ТРЕБОВАНИЯ:
1. Перепишите часть текста, всё от слов «Ну а поскольку» до слов «для получения контракта.», заменив «компенсацию» на «неустойку».
2. Соответствуют ли тексту утверждения ниже? На каждое ответьте «да» или «нет» и дословно приведите решающие слова текста. (a) Рассказчица была на 10 лет старше своих одногруппников. (b) В ресторане университета был восьмичасовой рабочий день. (c) Чтобы встать на биржу труда, нужно было проработать 6 месяцев на одного работодателя.

ТЕКСТ:
○ ○ ○ ○

Годы шли. Родители через 7 лет вернулись в Россию. А я поступила в греческий университет.
Училась на отлично. Мои курсовые часто предлагались для публикации в специализированных университетских журналах. Отказывалась, так как узнала, что авторство под статьей будет не мое, а профессора, который курирует.
Интересно было наблюдать за событиями в университете. Я была на 10 лет старше своих одногруппников, поэтому их юношеское отношение к жизни умиляло.
Надо сказать, что перед тем, как поступить учиться, я работала в ресторане университета. Там обедали профессора.

Вроде место весьма престижное, все культурно, интеллигентно. Хорошая зарплата, страховка, семичасовой рабочий день. По греческим меркам очень престижная работа.
На деле же оказалось…Когда я пришла, началась натуральная дедовщина, травля. Не потому, что я русская, а потому, что не согласилась стать любовницей директора. На второй день моего трудоустройства он сделал мне это «заманчивое» предложение. За отказ меня было решено выгнать с позором.

Ну а поскольку устроилась я официально, и по рекомендации своих предыдущих работодателей, выгнать меня было затруднительно. Пришлось бы платить компенсацию, портить отношения с рекомендатами  (в Греции тоже полезные знакомства очень важны) и так далее. Поэтому персоналу был дан приказ травить непокорную русскую любыми способами, чтобы она уволилась сама.

Не учли только, что у меня была очень серьезная мотивация. Я собиралась встать на биржу труда, а для этого надо было проработать 8 месяцев на одного работодателя с официальным контрактом. Греки в то время не любили оформлять работников, предпочитая просто платить чуть больше, чем, в случае увольнения, получить проблемы. Поэтому, мне пришлось приложить много усилий для получения контракта.

○ ○ ○ ○

ПОКАЗАННЫЕ ЗАПИСИ:
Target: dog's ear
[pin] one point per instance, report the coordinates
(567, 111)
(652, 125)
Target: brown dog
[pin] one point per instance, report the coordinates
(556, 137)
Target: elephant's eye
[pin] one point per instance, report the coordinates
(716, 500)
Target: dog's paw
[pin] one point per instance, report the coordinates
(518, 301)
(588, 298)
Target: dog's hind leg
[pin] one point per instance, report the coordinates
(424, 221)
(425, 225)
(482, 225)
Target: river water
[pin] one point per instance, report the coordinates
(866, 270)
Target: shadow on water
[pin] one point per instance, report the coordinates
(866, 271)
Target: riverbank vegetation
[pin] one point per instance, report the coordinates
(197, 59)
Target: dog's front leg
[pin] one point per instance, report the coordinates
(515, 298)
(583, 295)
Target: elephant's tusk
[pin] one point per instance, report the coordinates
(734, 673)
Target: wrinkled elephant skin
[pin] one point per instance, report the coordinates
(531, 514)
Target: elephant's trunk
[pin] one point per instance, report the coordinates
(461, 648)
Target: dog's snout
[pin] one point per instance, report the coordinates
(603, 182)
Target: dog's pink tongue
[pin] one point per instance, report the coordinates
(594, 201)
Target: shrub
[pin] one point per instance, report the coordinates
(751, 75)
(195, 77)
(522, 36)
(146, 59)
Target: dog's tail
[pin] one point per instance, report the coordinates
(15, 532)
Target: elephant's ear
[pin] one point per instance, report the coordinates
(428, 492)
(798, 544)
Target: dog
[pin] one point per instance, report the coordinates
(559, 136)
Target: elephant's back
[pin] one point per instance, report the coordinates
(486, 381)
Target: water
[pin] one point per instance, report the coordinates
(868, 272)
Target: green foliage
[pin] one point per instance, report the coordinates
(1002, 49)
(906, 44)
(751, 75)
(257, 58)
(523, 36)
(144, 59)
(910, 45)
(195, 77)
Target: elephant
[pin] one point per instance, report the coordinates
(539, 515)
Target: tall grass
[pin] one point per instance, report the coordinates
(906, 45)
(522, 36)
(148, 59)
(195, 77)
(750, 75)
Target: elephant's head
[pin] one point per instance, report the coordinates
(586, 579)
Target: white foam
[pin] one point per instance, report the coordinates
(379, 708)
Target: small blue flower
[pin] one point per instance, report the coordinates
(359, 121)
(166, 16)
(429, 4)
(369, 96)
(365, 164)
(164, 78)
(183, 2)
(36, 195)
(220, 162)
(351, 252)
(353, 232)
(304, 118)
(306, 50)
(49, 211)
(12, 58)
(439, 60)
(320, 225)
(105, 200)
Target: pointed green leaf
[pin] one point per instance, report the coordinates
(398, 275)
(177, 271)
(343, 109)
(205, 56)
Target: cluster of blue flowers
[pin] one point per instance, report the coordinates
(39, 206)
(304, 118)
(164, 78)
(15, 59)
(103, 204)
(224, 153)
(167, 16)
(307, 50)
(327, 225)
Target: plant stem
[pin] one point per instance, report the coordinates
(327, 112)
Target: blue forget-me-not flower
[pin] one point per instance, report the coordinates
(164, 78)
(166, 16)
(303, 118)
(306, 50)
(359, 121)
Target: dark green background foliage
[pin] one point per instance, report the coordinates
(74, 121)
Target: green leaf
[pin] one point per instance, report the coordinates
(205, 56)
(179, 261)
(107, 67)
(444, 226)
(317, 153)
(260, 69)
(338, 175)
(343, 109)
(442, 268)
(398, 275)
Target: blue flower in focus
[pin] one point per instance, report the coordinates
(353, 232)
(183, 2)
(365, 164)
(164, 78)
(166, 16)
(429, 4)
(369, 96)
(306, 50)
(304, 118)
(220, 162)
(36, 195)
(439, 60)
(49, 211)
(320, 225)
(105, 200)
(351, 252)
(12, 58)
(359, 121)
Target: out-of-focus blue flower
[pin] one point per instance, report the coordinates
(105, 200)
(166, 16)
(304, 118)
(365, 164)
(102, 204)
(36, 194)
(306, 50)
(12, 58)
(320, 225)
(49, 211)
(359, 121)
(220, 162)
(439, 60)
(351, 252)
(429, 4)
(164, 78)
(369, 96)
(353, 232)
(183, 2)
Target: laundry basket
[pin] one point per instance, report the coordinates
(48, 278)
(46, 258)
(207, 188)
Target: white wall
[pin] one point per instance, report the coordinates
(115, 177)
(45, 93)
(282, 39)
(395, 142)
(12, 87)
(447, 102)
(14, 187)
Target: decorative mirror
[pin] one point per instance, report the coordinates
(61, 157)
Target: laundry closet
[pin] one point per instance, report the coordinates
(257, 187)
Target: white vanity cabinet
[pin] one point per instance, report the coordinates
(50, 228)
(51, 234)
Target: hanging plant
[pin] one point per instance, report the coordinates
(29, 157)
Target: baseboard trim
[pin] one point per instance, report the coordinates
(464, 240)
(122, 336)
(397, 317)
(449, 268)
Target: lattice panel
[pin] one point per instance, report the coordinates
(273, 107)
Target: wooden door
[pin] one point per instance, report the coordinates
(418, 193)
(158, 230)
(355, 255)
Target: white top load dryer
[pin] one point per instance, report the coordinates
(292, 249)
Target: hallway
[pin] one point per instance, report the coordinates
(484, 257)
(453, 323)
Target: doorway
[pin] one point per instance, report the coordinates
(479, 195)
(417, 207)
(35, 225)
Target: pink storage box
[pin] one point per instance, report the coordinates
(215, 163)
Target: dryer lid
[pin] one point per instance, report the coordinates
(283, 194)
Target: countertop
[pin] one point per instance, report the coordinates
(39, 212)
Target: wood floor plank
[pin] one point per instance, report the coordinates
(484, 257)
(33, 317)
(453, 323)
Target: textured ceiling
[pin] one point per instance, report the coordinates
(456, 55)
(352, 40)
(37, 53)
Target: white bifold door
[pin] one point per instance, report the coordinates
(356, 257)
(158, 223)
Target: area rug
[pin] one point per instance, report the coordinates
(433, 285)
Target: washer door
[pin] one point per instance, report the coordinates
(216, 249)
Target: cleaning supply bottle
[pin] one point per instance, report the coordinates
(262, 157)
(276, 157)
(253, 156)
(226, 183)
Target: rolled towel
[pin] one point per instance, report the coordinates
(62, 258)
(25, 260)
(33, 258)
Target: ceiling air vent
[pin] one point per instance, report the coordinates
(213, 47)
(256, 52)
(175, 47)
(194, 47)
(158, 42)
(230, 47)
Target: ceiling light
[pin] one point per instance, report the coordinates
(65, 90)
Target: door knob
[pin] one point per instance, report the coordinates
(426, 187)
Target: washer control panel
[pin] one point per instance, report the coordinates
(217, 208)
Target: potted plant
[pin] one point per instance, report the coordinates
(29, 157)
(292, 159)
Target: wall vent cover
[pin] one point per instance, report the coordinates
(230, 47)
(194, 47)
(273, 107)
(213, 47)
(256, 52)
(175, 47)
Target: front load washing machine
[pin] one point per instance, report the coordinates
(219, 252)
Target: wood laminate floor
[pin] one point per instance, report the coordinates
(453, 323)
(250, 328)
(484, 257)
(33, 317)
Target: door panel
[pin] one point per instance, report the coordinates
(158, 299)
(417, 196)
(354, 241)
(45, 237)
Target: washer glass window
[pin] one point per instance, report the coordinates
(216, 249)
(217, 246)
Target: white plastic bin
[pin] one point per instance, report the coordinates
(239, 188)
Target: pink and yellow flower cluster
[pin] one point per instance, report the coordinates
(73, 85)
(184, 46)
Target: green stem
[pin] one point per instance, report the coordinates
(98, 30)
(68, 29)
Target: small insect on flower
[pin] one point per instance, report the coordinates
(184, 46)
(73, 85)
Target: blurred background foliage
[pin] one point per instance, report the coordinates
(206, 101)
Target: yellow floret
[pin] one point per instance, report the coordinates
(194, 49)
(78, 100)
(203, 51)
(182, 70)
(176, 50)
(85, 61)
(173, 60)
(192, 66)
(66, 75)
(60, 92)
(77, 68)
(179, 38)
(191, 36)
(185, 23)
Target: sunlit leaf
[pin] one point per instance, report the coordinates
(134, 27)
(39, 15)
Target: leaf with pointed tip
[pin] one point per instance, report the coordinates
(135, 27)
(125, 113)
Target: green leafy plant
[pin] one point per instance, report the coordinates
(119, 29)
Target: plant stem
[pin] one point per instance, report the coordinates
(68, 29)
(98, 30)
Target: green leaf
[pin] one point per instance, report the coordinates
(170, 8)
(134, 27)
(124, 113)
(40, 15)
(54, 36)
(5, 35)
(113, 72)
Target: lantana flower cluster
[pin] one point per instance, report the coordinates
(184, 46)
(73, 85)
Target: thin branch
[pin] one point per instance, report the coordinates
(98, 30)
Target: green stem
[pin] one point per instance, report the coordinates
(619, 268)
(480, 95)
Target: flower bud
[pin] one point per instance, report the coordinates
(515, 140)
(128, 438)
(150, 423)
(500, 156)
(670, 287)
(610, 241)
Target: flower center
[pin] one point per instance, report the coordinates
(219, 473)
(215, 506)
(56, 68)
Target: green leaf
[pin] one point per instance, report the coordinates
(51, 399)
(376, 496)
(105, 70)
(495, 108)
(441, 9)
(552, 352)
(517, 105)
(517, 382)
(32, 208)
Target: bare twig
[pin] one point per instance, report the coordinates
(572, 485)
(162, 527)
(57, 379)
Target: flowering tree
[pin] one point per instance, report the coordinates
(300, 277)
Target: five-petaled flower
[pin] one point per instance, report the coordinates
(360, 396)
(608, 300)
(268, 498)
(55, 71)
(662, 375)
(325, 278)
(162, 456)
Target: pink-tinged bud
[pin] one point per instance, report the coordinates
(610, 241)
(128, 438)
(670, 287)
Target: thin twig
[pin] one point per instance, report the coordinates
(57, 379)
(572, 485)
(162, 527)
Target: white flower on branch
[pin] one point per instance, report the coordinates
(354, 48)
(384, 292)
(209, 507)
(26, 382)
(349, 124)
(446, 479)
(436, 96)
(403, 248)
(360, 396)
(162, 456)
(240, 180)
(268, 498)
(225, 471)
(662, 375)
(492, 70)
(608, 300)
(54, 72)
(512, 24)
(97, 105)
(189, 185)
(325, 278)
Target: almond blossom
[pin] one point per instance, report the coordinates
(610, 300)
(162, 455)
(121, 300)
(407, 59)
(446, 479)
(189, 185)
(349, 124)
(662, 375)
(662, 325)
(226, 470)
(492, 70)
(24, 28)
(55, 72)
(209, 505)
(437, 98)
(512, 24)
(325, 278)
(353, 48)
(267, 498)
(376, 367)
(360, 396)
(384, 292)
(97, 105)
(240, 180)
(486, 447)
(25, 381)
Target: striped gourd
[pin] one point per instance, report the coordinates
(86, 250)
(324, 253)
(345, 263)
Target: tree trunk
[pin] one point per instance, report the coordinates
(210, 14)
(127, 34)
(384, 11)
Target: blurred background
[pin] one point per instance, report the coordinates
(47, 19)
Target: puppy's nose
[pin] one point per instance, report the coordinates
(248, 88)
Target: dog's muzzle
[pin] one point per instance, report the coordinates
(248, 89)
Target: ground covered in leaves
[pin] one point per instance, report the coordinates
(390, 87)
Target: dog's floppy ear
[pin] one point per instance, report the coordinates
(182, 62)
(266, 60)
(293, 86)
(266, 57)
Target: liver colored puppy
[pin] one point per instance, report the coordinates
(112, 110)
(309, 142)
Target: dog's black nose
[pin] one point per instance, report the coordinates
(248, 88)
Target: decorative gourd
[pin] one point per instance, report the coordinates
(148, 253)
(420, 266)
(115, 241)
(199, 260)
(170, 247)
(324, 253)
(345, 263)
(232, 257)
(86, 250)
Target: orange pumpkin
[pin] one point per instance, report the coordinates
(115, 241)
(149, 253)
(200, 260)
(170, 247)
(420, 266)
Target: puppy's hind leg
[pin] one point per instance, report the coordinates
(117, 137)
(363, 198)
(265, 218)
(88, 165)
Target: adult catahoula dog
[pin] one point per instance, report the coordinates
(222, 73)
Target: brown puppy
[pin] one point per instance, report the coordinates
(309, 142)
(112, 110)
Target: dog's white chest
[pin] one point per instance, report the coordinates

○ ○ ○ ○

ОТВЕТЫ:
1.
Ну а поскольку устроилась я официально, и по рекомендации своих предыдущих работодателей, выгнать меня было затруднительно. Пришлось бы платить неустойку, портить отношения с рекомендатами  (в Греции тоже полезные знакомства очень важны) и так далее. Поэтому персоналу был дан приказ травить непокорную русскую любыми способами, чтобы она уволилась сама.

Не учли только, что у меня была очень серьезная мотивация. Я собиралась встать на биржу труда, а для этого надо было проработать 8 месяцев на одного работодателя с официальным контрактом. Греки в то время не любили оформлять работников, предпочитая просто платить чуть больше, чем, в случае увольнения, получить проблемы. Поэтому, мне пришлось приложить много усилий для получения контракта.

2.
(a) Да: «Я была на 10 лет старше своих одногруппников».
(b) Нет: «семичасовой рабочий день».
(c) Нет: «надо было проработать 8 месяцев на одного работодателя с официальным контрактом».